**AIM OF THE TASK**
Turn only the stretch from the line containing "Target: red berry stem" through the line containing "359], [289, 359]]" into a two-column CSV with the columns input and output. Make one row per answer, putting the text that precedes the answer in input and the answer in output, each in one quoted field with line breaks replaced by spaces.

(Shape labeling records)
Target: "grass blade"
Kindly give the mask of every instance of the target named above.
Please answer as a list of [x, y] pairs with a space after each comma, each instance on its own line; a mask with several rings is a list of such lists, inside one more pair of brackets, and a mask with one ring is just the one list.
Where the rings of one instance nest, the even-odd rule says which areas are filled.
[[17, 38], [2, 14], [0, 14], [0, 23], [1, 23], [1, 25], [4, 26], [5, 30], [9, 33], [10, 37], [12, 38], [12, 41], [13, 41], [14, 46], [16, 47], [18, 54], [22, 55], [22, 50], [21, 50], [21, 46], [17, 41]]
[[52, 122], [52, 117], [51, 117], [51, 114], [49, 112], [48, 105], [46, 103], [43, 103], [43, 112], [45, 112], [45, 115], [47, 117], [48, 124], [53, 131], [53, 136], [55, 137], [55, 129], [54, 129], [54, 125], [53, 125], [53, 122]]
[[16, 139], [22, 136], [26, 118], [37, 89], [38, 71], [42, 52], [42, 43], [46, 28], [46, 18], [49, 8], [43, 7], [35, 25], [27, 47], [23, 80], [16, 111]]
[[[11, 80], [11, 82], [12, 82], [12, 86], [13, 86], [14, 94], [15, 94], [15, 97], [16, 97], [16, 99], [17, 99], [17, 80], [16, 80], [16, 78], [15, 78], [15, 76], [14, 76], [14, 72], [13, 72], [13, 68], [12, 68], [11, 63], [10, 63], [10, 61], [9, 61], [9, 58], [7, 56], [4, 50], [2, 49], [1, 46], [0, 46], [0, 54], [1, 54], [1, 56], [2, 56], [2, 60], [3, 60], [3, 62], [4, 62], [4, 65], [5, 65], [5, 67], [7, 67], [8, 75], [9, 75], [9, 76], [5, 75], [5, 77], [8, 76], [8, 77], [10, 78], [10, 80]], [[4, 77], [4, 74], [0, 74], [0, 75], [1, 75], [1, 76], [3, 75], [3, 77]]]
==
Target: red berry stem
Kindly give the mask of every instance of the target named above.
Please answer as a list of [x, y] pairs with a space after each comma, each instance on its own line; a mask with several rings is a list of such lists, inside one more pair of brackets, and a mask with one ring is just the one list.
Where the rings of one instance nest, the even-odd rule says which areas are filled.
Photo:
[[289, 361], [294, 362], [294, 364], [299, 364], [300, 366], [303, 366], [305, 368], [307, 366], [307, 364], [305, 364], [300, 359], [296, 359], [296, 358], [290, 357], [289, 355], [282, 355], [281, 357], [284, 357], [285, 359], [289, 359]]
...
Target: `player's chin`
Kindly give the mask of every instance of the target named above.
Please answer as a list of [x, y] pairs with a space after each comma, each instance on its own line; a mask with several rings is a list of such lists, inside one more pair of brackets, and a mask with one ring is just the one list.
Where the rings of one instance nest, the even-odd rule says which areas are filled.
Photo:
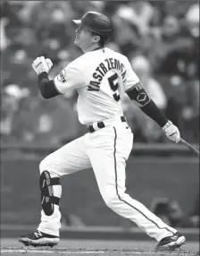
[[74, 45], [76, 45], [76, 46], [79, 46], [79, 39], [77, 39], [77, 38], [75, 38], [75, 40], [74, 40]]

**RESPONSE**
input,output
"Target: red berry stem Kindly give the mask of every instance of the target named above. Please answer as a list of [x, y] pairs with a space after each comma, each instance on its own line; a mask with several rings is a list of such lists, inside one more pair of brackets, and a mask with one ring is just the one list. Where the rings of one instance nest, the even-odd rule says which areas are filled. Photo:","[[289, 361], [294, 362], [294, 364], [299, 364], [300, 366], [303, 366], [305, 368], [307, 366], [307, 364], [305, 364], [300, 359], [296, 359], [296, 358], [290, 357], [289, 355], [282, 355], [281, 357], [284, 357], [285, 359], [289, 359]]"